Exercise A: In the entries below, take the lines from the one containing "Please spot the tattooed" through the one containing "point(403, 705)", inclusive, and recast them as a JSON list of strings, one string per line, with blank lines omitted.

Supplied text:
In the video decoding apparatus, as in the video encoding apparatus illustrated in FIG. 1, each element may be implemented as a hardware chip. The functions of the respective elements may be implemented in software and a microprocessor may be configured to execute the respective functions of the software.

The decoder 410 decodes the bitstream received from the video encoding apparatus, extracts information related to block splitting (splitting information about a luma block and/or splitting information about a chroma block), and determines a current block to be decoded based on the extracted information, and extracts prediction information necessary to reconstruct the current block and information about residual signals.

The decoder 410 extracts information about the CTU size from the sequence parameter set (SPS) or the picture parameter set (PPS), determines the size of the CTU, and splits a picture into CTUs of the determined size. In addition, the decoder 410 determines the CTU as the top layer, that is, the root node, of the tree structure, extracts the splitting information from the bitstream, and then splits or reconstructs the block based on the extracted information.

In addition, the decoder 410 extracts information about whether a block is BT-split and a splitting type (splitting direction) for a node corresponding to a leaf node of QT splitting, and splits the leaf node in a BT structure.

As another example, when a block is split or reconstructed using a QTBTTT structure, the decoder 410 extracts information (flag) indicating whether QT splitting is performed, and splits each node into four nodes of a lower layer. For a node corresponding to a leaf node of QT splitting (a node at which QT splitting does not occur anymore), the decoder extracts information about whether the node is further split in a BT or TT structure, information about the splitting direction, and splitting type information for identifying whether the splitting is performed in the BT structure or the TT structure, and recursively splits the node in the BT or TT structure.

Exercise B: Translate this sentence from the video decoding passage into Spanish: "In the video decoding apparatus, as in the video encoding apparatus illustrated in FIG. 1, each element may be implemented as a hardware chip."

Extracted records:

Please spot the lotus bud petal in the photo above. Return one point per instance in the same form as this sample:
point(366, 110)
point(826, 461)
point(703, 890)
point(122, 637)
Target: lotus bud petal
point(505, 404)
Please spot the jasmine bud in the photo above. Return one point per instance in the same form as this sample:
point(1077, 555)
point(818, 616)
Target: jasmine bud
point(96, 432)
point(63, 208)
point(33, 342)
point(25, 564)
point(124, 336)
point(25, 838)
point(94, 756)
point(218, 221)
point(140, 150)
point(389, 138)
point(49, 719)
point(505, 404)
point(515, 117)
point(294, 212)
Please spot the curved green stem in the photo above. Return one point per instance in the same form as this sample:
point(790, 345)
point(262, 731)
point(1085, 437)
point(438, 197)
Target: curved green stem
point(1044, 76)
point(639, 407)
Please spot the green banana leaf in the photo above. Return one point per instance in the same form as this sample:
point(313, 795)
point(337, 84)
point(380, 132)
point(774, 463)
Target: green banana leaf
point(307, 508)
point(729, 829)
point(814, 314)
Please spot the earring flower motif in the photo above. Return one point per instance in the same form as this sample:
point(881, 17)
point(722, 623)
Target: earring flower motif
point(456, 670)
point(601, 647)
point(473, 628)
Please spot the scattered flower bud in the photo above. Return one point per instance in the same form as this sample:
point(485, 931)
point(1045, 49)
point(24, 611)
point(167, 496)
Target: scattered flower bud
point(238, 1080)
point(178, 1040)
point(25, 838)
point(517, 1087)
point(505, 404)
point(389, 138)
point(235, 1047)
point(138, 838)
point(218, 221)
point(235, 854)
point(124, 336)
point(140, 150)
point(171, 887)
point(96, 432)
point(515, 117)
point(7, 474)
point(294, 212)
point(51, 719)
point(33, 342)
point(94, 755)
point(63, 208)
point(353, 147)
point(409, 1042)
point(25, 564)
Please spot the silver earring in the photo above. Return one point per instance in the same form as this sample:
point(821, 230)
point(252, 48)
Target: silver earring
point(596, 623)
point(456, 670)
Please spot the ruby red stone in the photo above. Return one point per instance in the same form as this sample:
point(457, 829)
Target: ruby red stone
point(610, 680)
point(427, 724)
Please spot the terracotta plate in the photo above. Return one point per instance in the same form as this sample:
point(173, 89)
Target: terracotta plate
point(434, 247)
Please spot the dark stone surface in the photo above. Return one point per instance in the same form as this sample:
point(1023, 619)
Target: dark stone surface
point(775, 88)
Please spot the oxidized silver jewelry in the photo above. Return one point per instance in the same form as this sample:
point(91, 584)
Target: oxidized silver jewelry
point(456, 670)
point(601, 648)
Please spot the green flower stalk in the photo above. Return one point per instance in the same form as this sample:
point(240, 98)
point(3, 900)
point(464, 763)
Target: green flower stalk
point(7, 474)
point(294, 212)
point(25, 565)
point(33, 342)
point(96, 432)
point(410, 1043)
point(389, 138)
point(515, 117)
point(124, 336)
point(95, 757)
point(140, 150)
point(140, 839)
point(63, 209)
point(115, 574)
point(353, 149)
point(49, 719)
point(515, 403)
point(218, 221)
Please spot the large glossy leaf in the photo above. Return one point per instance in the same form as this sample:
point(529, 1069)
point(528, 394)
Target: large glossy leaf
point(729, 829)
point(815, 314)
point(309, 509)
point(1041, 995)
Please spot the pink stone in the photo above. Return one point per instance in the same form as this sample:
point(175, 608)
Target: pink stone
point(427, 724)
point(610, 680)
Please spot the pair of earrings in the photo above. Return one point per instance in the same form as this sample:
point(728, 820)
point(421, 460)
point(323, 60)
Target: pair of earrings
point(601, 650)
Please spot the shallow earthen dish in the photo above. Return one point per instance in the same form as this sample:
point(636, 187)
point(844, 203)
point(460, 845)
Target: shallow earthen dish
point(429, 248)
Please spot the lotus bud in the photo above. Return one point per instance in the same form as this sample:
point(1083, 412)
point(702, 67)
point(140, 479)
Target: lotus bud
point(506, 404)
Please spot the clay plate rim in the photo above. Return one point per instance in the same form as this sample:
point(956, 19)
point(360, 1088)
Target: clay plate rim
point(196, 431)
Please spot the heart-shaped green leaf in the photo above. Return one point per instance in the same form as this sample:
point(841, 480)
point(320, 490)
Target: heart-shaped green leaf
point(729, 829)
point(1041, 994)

...

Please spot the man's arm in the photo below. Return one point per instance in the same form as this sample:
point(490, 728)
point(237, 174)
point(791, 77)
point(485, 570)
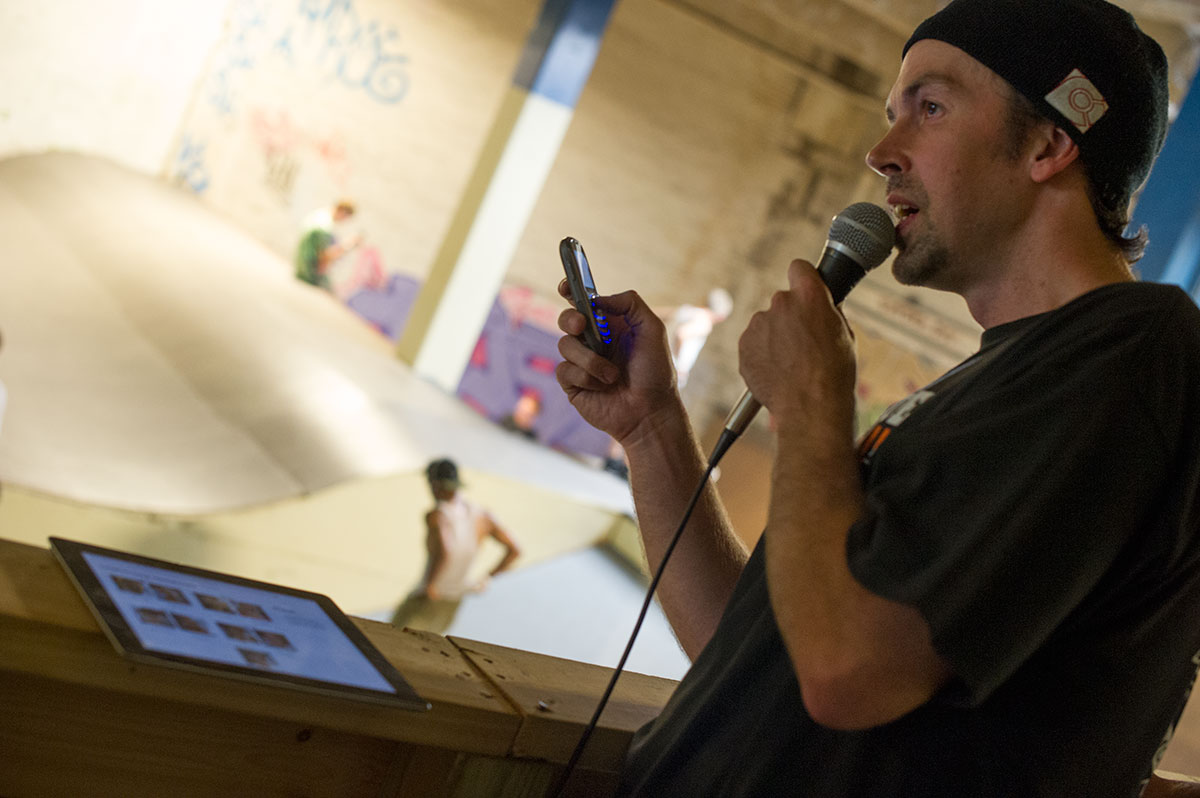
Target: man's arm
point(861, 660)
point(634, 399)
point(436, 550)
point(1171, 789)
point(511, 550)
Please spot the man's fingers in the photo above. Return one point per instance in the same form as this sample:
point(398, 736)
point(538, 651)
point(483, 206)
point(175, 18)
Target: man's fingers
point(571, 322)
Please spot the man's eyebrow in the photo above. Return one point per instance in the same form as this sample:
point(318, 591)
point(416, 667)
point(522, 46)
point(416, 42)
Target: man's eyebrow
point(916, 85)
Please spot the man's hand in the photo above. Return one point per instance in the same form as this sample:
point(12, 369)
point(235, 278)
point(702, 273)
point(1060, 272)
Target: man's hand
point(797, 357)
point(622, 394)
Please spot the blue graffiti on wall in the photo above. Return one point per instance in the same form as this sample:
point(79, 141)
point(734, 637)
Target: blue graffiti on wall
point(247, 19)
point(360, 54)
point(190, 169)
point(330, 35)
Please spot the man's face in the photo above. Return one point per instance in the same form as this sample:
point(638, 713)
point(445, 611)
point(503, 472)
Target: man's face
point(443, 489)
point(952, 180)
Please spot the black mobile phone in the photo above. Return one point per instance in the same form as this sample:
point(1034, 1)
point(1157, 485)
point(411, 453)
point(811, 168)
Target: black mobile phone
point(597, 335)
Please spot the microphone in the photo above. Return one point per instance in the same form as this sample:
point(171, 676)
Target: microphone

...

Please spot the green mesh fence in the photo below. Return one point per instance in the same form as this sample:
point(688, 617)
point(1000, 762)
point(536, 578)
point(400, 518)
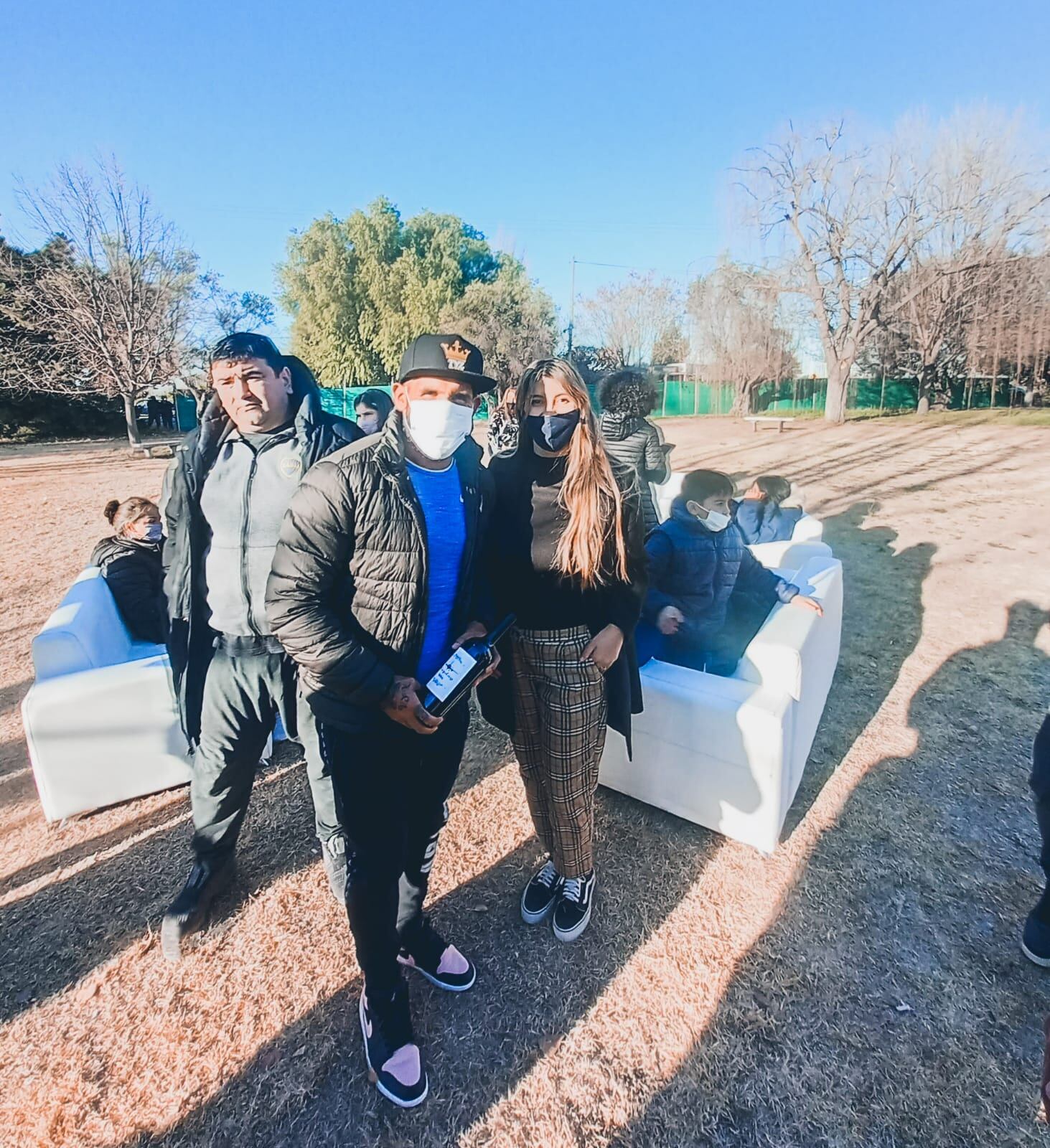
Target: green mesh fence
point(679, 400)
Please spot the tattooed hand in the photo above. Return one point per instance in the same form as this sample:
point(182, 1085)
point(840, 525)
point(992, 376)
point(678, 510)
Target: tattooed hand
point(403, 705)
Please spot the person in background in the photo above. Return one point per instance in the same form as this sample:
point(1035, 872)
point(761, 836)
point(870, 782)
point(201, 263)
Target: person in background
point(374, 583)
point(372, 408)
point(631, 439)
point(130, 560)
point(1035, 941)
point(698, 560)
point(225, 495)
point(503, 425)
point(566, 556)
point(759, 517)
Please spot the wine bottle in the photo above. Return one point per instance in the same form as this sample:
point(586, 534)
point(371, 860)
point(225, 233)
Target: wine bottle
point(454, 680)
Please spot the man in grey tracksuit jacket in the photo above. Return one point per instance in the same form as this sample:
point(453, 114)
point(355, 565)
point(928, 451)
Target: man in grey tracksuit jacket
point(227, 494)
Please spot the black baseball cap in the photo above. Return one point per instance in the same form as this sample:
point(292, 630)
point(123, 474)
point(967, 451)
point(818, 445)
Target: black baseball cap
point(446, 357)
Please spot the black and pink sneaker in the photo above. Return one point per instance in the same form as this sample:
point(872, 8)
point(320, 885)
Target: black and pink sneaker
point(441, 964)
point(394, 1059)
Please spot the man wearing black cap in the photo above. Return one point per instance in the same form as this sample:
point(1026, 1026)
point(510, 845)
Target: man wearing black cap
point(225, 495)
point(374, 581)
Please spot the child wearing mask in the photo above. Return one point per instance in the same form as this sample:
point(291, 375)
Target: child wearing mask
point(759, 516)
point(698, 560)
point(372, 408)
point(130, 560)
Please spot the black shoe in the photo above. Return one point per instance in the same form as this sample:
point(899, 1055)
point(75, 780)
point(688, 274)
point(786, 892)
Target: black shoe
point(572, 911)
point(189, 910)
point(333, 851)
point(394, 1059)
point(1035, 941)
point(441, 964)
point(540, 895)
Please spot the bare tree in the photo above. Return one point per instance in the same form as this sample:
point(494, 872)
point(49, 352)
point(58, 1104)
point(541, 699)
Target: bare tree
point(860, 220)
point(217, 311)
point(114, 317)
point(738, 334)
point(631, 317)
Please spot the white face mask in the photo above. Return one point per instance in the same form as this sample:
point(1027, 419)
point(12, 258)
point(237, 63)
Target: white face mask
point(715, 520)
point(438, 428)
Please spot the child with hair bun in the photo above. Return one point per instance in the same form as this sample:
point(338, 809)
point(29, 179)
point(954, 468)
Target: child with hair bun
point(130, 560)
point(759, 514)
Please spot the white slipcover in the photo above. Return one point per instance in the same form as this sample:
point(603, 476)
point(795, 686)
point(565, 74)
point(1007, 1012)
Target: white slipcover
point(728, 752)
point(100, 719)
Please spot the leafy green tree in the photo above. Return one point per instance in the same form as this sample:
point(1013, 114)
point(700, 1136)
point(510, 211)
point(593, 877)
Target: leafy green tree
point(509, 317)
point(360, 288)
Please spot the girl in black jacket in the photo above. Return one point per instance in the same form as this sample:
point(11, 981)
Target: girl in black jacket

Worked solution A:
[
  "Please spot the tattooed hand in the photo above. Return one point per instance in the same form as this sample:",
  "point(182, 1085)",
  "point(840, 525)",
  "point(992, 376)",
  "point(678, 510)",
  "Target: tattooed hand",
  "point(403, 705)"
]

Worked solution B: En el aparato de decodificación de video, al igual que en el aparato de codificación de video ilustrado en la FIG. 1, cada elemento puede implementarse como un chip de hardware.